# Start of Extracted records

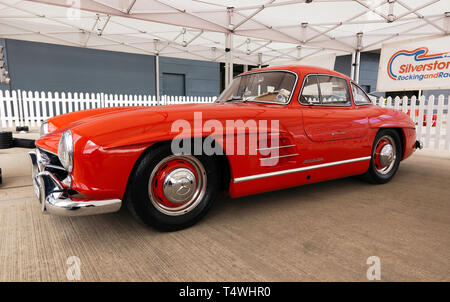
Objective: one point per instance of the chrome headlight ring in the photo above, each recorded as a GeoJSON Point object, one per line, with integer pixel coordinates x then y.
{"type": "Point", "coordinates": [65, 150]}
{"type": "Point", "coordinates": [44, 129]}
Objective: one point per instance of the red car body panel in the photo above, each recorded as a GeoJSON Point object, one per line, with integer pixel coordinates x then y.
{"type": "Point", "coordinates": [108, 142]}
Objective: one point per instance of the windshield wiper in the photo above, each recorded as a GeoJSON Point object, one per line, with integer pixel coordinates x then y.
{"type": "Point", "coordinates": [234, 99]}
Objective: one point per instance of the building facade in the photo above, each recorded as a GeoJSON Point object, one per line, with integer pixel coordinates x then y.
{"type": "Point", "coordinates": [48, 67]}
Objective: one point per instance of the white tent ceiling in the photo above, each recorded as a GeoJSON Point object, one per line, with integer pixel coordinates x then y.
{"type": "Point", "coordinates": [263, 31]}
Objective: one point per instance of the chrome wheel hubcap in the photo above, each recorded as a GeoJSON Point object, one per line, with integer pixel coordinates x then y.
{"type": "Point", "coordinates": [177, 184]}
{"type": "Point", "coordinates": [386, 155]}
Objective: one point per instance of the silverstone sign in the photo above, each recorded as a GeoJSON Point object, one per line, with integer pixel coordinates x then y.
{"type": "Point", "coordinates": [415, 64]}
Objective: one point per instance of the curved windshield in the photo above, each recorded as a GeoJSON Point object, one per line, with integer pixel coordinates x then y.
{"type": "Point", "coordinates": [270, 86]}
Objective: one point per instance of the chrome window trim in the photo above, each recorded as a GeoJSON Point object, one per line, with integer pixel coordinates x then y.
{"type": "Point", "coordinates": [295, 170]}
{"type": "Point", "coordinates": [353, 83]}
{"type": "Point", "coordinates": [274, 148]}
{"type": "Point", "coordinates": [277, 157]}
{"type": "Point", "coordinates": [320, 94]}
{"type": "Point", "coordinates": [45, 150]}
{"type": "Point", "coordinates": [273, 70]}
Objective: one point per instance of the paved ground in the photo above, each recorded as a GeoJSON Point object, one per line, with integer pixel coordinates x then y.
{"type": "Point", "coordinates": [318, 232]}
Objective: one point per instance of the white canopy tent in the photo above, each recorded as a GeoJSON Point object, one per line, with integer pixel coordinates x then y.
{"type": "Point", "coordinates": [255, 32]}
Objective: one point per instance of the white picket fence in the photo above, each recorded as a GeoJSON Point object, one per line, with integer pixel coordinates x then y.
{"type": "Point", "coordinates": [26, 108]}
{"type": "Point", "coordinates": [431, 117]}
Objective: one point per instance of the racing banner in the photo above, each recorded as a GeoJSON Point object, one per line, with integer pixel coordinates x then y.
{"type": "Point", "coordinates": [415, 64]}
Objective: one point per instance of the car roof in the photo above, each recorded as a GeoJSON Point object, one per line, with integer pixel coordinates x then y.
{"type": "Point", "coordinates": [301, 70]}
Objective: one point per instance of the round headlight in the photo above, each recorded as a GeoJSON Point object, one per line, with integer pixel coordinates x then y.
{"type": "Point", "coordinates": [44, 128]}
{"type": "Point", "coordinates": [65, 150]}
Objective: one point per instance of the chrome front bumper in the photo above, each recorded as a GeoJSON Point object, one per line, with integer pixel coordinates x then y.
{"type": "Point", "coordinates": [419, 144]}
{"type": "Point", "coordinates": [54, 199]}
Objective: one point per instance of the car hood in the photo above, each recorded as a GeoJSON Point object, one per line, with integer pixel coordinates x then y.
{"type": "Point", "coordinates": [121, 126]}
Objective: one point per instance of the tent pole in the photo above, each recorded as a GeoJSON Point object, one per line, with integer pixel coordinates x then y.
{"type": "Point", "coordinates": [228, 58]}
{"type": "Point", "coordinates": [231, 59]}
{"type": "Point", "coordinates": [357, 64]}
{"type": "Point", "coordinates": [158, 97]}
{"type": "Point", "coordinates": [352, 68]}
{"type": "Point", "coordinates": [227, 63]}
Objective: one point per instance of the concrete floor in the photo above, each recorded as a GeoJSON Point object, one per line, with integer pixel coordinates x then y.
{"type": "Point", "coordinates": [320, 232]}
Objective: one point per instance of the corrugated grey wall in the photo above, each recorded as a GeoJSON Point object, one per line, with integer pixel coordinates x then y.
{"type": "Point", "coordinates": [343, 64]}
{"type": "Point", "coordinates": [5, 59]}
{"type": "Point", "coordinates": [49, 67]}
{"type": "Point", "coordinates": [368, 70]}
{"type": "Point", "coordinates": [201, 78]}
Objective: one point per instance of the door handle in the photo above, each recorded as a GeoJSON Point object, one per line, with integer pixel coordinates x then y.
{"type": "Point", "coordinates": [338, 133]}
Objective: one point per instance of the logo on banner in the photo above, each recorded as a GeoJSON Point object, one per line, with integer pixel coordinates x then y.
{"type": "Point", "coordinates": [405, 65]}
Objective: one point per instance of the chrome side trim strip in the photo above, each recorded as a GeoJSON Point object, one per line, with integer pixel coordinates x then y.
{"type": "Point", "coordinates": [273, 148]}
{"type": "Point", "coordinates": [276, 157]}
{"type": "Point", "coordinates": [289, 171]}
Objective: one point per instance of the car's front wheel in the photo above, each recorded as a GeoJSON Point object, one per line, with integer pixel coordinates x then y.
{"type": "Point", "coordinates": [172, 192]}
{"type": "Point", "coordinates": [386, 157]}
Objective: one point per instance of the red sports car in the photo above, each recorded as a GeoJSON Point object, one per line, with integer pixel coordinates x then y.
{"type": "Point", "coordinates": [272, 128]}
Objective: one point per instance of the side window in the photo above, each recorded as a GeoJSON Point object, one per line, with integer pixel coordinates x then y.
{"type": "Point", "coordinates": [333, 91]}
{"type": "Point", "coordinates": [359, 97]}
{"type": "Point", "coordinates": [310, 93]}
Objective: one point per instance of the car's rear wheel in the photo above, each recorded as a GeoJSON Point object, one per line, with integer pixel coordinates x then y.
{"type": "Point", "coordinates": [386, 157]}
{"type": "Point", "coordinates": [172, 192]}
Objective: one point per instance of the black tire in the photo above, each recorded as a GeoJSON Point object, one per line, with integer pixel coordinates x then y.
{"type": "Point", "coordinates": [6, 140]}
{"type": "Point", "coordinates": [138, 192]}
{"type": "Point", "coordinates": [372, 174]}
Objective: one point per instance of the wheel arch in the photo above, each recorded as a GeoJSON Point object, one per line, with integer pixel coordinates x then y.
{"type": "Point", "coordinates": [222, 161]}
{"type": "Point", "coordinates": [401, 134]}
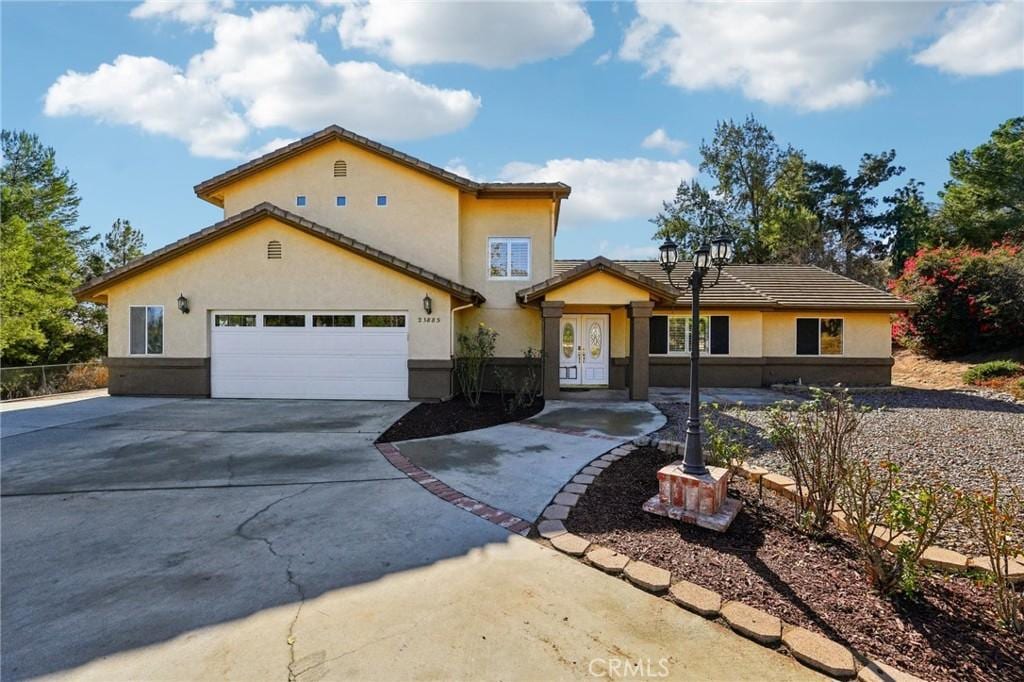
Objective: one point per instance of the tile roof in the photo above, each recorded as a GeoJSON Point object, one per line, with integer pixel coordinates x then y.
{"type": "Point", "coordinates": [258, 212]}
{"type": "Point", "coordinates": [206, 188]}
{"type": "Point", "coordinates": [788, 287]}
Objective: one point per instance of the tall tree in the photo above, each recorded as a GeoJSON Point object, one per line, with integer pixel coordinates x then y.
{"type": "Point", "coordinates": [41, 247]}
{"type": "Point", "coordinates": [983, 202]}
{"type": "Point", "coordinates": [122, 244]}
{"type": "Point", "coordinates": [846, 207]}
{"type": "Point", "coordinates": [907, 221]}
{"type": "Point", "coordinates": [745, 162]}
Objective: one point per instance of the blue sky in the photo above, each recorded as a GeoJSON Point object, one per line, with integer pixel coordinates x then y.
{"type": "Point", "coordinates": [143, 100]}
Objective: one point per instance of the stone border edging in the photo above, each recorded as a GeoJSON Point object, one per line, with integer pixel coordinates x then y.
{"type": "Point", "coordinates": [938, 558]}
{"type": "Point", "coordinates": [811, 649]}
{"type": "Point", "coordinates": [441, 489]}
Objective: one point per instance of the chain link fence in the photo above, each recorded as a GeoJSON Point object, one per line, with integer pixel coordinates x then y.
{"type": "Point", "coordinates": [18, 382]}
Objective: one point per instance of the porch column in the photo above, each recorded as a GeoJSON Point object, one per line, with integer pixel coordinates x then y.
{"type": "Point", "coordinates": [551, 315]}
{"type": "Point", "coordinates": [639, 369]}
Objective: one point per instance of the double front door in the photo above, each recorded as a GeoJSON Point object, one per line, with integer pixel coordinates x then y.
{"type": "Point", "coordinates": [584, 350]}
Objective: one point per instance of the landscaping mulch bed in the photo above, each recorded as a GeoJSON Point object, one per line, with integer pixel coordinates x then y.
{"type": "Point", "coordinates": [767, 562]}
{"type": "Point", "coordinates": [455, 416]}
{"type": "Point", "coordinates": [954, 434]}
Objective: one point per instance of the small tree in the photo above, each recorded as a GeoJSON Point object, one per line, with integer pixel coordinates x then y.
{"type": "Point", "coordinates": [998, 520]}
{"type": "Point", "coordinates": [474, 353]}
{"type": "Point", "coordinates": [816, 439]}
{"type": "Point", "coordinates": [892, 522]}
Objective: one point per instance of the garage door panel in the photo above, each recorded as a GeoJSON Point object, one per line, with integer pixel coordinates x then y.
{"type": "Point", "coordinates": [309, 363]}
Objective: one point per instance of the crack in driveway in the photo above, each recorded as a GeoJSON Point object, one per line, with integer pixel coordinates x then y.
{"type": "Point", "coordinates": [240, 531]}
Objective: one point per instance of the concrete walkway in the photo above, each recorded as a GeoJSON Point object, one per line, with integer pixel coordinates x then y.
{"type": "Point", "coordinates": [519, 467]}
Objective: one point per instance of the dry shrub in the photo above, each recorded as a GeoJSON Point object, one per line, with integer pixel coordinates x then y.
{"type": "Point", "coordinates": [878, 503]}
{"type": "Point", "coordinates": [998, 519]}
{"type": "Point", "coordinates": [816, 439]}
{"type": "Point", "coordinates": [83, 377]}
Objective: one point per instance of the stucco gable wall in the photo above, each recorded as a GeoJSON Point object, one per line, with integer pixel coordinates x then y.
{"type": "Point", "coordinates": [482, 218]}
{"type": "Point", "coordinates": [420, 222]}
{"type": "Point", "coordinates": [233, 273]}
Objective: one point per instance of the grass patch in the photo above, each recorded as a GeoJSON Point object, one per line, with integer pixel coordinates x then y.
{"type": "Point", "coordinates": [992, 370]}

# End of Extracted records

→ **What is asked**:
Repeat only the stretch of lines that opens with the line containing "Objective: one point per instance of the stucco" and closes with the final line of the entries, both included, exactly as written.

→ **Result of the exercise**:
Objective: one point per instance of the stucco gable wall in the photo above, each recorded as a GeoJSON Point object, one per line, with integer pixel coordinates x then y.
{"type": "Point", "coordinates": [482, 218]}
{"type": "Point", "coordinates": [420, 222]}
{"type": "Point", "coordinates": [233, 273]}
Objective: one point per instance of the grass patch in the photo above, each recorded as a GeoJSON Point object, one per line, with integer pixel coordinates x then y.
{"type": "Point", "coordinates": [992, 370]}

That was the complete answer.